> **TASK INSTRUCTIONS**
Reproduce every one of the entries below word for word, keeping each line unchanged.

Stored records:
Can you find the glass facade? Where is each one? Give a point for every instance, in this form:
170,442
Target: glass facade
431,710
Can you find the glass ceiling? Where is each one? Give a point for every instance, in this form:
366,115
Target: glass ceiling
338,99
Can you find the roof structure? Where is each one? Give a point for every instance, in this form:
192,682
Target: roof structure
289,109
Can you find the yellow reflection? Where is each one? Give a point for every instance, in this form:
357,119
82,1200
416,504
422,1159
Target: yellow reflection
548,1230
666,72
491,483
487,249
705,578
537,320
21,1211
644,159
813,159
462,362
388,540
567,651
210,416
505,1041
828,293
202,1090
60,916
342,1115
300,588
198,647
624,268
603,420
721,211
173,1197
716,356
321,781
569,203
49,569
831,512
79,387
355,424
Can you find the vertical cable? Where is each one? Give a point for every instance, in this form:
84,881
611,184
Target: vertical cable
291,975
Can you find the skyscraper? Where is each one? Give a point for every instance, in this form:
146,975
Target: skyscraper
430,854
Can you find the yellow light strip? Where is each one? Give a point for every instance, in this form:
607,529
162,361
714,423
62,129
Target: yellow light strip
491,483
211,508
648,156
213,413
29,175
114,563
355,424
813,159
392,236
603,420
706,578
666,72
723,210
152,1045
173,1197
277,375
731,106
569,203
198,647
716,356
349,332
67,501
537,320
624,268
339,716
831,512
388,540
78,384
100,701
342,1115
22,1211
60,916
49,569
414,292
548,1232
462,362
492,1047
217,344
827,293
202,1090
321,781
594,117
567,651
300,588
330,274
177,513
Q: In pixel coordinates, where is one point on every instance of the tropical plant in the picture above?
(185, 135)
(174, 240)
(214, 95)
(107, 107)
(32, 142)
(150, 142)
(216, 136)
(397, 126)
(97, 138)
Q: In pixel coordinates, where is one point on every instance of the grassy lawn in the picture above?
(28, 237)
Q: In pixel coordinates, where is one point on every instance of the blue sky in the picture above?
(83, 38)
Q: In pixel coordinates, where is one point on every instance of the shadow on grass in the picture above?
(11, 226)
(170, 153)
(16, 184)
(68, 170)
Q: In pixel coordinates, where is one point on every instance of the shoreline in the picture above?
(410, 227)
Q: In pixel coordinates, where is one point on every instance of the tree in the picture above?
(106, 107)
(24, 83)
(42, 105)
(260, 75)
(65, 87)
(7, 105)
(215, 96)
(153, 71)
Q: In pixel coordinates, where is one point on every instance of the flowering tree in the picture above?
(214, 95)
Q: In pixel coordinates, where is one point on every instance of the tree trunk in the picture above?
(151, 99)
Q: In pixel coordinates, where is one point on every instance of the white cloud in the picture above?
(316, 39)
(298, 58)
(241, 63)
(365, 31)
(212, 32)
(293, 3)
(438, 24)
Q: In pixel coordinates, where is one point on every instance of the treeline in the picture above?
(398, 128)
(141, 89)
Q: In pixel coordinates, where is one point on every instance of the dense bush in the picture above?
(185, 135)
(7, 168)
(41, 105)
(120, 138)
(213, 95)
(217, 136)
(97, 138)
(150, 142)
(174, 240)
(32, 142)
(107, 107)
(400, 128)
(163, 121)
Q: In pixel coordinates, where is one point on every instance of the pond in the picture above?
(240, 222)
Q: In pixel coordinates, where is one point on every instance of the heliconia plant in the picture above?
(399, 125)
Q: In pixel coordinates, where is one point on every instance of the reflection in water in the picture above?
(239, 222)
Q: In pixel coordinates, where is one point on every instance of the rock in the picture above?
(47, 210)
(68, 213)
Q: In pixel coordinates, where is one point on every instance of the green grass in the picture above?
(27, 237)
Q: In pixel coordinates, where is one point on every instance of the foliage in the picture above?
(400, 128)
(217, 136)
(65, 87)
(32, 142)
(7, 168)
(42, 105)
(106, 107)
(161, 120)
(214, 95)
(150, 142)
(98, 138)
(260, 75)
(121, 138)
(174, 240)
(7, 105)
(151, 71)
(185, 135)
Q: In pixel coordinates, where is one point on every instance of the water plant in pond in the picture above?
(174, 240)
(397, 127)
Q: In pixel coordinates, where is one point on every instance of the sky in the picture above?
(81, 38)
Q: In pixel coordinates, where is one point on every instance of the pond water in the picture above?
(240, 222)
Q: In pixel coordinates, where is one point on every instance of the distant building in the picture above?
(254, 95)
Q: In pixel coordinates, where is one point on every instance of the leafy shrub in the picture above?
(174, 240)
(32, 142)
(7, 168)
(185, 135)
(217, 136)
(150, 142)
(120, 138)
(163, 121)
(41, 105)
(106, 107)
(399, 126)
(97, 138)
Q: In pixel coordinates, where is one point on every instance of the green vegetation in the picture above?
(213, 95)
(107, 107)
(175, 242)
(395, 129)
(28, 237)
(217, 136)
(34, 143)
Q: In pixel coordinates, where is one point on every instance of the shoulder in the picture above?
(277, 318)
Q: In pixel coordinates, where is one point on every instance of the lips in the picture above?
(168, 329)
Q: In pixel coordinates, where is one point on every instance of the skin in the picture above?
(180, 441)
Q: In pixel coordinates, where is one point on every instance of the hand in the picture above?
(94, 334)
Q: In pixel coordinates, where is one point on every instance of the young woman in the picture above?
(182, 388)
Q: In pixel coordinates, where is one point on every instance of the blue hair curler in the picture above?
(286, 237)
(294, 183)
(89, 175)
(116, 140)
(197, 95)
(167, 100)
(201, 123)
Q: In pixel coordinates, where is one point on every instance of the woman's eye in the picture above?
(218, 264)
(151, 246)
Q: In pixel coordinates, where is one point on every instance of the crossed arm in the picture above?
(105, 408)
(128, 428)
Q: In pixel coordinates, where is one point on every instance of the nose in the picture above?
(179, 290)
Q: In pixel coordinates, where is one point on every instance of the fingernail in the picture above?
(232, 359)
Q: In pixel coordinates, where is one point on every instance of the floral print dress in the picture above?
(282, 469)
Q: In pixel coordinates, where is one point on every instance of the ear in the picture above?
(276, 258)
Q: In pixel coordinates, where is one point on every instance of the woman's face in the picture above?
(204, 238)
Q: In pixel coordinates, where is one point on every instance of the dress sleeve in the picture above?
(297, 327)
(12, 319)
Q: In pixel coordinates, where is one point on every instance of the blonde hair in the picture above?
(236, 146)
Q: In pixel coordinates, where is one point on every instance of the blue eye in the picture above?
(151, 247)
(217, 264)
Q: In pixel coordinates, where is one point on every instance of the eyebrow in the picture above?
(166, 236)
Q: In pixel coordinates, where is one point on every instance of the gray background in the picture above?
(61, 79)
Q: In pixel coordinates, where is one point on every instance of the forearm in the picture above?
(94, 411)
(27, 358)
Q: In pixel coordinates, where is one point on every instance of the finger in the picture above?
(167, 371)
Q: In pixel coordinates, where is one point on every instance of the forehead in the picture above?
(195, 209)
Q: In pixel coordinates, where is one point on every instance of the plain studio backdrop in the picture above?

> **WRITTEN ANSWER**
Can you find the glass facade? Where is each one? Give a point for every instance, in this form:
170,442
Target: glass facade
431,710
Can you find the glass ceiling? Where is each one? Give a point for every instance, in this form:
366,115
Target: glass ceiling
338,99
Can you find the roof structure? Where is each one? Give a point for every instance, in this form:
192,682
Target: roof structure
289,109
Can you find the yellow reflection? Where is each one? Give a point for every instance, in this form:
357,119
82,1200
416,504
422,1159
Target: yellow reflection
548,1230
666,72
491,483
487,249
705,578
537,320
21,1211
644,159
813,159
462,362
388,540
567,651
210,416
505,1041
828,293
202,1090
60,916
342,1115
300,588
198,647
624,268
603,420
721,211
173,1197
716,356
321,781
569,203
49,569
831,512
79,387
355,424
Can you find the vertical cable? Where is each one? Give a point for every instance, in this form:
84,881
611,184
Target: vertical cable
291,975
Can you find the skyscraper? Where is each one? Give a point for every instance, in this form:
146,975
Target: skyscraper
430,854
Can you find the yellow light strip? Where is each one? Give a point for every instance, in this form:
607,529
162,361
714,423
62,129
Target: yellow light strip
491,483
211,508
648,156
213,413
29,175
114,563
355,424
813,159
392,236
603,420
706,578
666,72
723,210
152,1045
173,1197
277,375
731,106
569,203
198,647
716,356
349,332
67,501
537,320
624,268
339,716
831,512
388,540
78,384
100,701
342,1115
22,1211
60,916
49,569
414,292
548,1232
462,362
492,1047
217,344
827,293
202,1090
321,781
594,117
567,651
300,588
330,274
177,513
Q: In pixel coordinates, where is one point on every instance of the tropical plant in the picture above?
(185, 135)
(174, 240)
(214, 95)
(107, 107)
(32, 142)
(150, 142)
(216, 136)
(397, 126)
(97, 138)
Q: In pixel coordinates, where is one point on every instance of the grassy lawn in the picture above?
(28, 237)
Q: In pixel coordinates, where is one point on every instance of the blue sky in the picture above?
(83, 38)
Q: In pixel coordinates, where is one point on every instance of the shadow on grass in the picture above?
(11, 226)
(170, 153)
(16, 184)
(68, 170)
Q: In pixel coordinates, where is one point on every instance of the shoreline in the picture above?
(410, 227)
Q: In pixel coordinates, where is one point on every instance of the tree in the picture above?
(106, 107)
(24, 83)
(42, 105)
(260, 75)
(65, 87)
(7, 105)
(215, 96)
(153, 71)
Q: In pixel coordinates, where is one point on every instance of the flowering tree in the picture above?
(214, 95)
Q: In pixel coordinates, where is one point on every instance of the tree trunk in the picture above?
(151, 99)
Q: In pixel coordinates, where is one point on every instance of the white cloud in the picture above?
(316, 39)
(298, 58)
(241, 63)
(365, 31)
(212, 32)
(293, 3)
(438, 24)
Q: In pixel coordinates, where is one point on every instance of the treeline in the picture above?
(398, 128)
(141, 89)
Q: In pixel coordinates, where is one point on every instance of the dense bush in the picture above?
(185, 135)
(7, 168)
(41, 105)
(120, 138)
(213, 95)
(217, 136)
(97, 138)
(150, 142)
(174, 240)
(32, 142)
(107, 107)
(400, 128)
(163, 121)
Q: In pixel coordinates, where is one point on every instance of the pond in the picture above?
(240, 222)
Q: In pixel coordinates, where is one point on every instance of the heliconia plant in the picture above?
(399, 125)
Q: In pixel coordinates, where is one point on every instance of the reflection in water in the picture above?
(239, 222)
Q: In pixel coordinates, where is one point on every instance of the rock in the picture above?
(47, 210)
(68, 213)
Q: In pixel coordinates, where is one point on every instance of the green grass in the picture above?
(27, 237)
Q: In pixel coordinates, where is one point on every instance of the foliage in the picture above?
(400, 128)
(217, 136)
(65, 87)
(32, 142)
(7, 168)
(42, 105)
(106, 107)
(161, 120)
(214, 95)
(150, 142)
(98, 138)
(260, 75)
(121, 138)
(174, 240)
(7, 105)
(151, 71)
(185, 135)
Q: In pixel coordinates, where is one point on every instance of the water plant in pond in the picture above?
(174, 240)
(397, 127)
Q: In pixel coordinates, where is one point on every instance of the sky in the picture above?
(81, 38)
Q: In pixel coordinates, where is one point on every instance of the pond water in the picture above?
(240, 222)
Q: In pixel coordinates, where is one point on every instance of the distant building in the picture above?
(254, 95)
Q: In pixel coordinates, where is one point on every instance of the leafy shrub in the picture above?
(174, 240)
(32, 142)
(7, 168)
(185, 135)
(217, 136)
(150, 142)
(120, 138)
(163, 121)
(41, 105)
(106, 107)
(399, 126)
(97, 138)
Q: In pixel coordinates, where is one point on every instance of the green vegetation in the picture above?
(213, 95)
(107, 107)
(175, 242)
(395, 129)
(28, 237)
(217, 136)
(34, 143)
Q: In pixel coordinates, where is one point on every instance of the shoulder in the picture above?
(277, 318)
Q: In pixel coordinates, where is one point on every instance of the lips in the picture above?
(168, 329)
Q: In pixel coordinates, where is one point on every instance of the skin in the picture above?
(180, 441)
Q: In pixel coordinates, where is one point on every instance of the hand in the picture above?
(94, 334)
Q: In pixel coordinates, where is one point on every instance of the young woman in the picture above?
(182, 388)
Q: In pixel coordinates, where is one point on every instance of the blue hair curler in the picture above?
(286, 237)
(294, 183)
(89, 175)
(116, 140)
(197, 95)
(167, 100)
(201, 123)
Q: In pixel coordinates, where is one point on every instance of the woman's eye in the picture above?
(218, 264)
(151, 246)
Q: In pixel coordinates, where is one point on every instance of the crossed arm in the picture above?
(105, 408)
(128, 428)
Q: In pixel coordinates, where is one point on every instance of the nose in the picture above?
(179, 290)
Q: In pixel coordinates, where is one point on every instance of the fingernail in the picture above?
(232, 359)
Q: In pixel coordinates, where is one point on every instance of the floral print dress in the picture above?
(282, 469)
Q: In pixel coordinates, where is one point on every instance of the ear in the picture above?
(276, 258)
Q: In pixel coordinates, where is one point on every instance of the woman's face in the picture above?
(204, 238)
Q: In pixel coordinates, where is one point on every instance of the dress sleeve in the picture above?
(297, 327)
(12, 319)
Q: In pixel coordinates, where is one point on every instance of the blonde hair in the picture above?
(236, 146)
Q: In pixel coordinates, where is one point on every instance of the blue eye in the picture above?
(151, 247)
(217, 264)
Q: In pixel coordinates, where is one point on every instance of the eyebrow in the picture above?
(166, 236)
Q: In pixel coordinates, where is one point on every instance of the gray background in the picture above?
(61, 79)
Q: In pixel coordinates, where is one point on every instance of the forearm in the picture above?
(94, 411)
(27, 358)
Q: In pixel coordinates, where is one point on every instance of the finger in the picture above?
(167, 371)
Q: In pixel coordinates, where is one point on every instance of the forehead in the picture above?
(195, 209)
Q: In pixel coordinates, where is one point on every instance of the plain studio backdrop in the picture above?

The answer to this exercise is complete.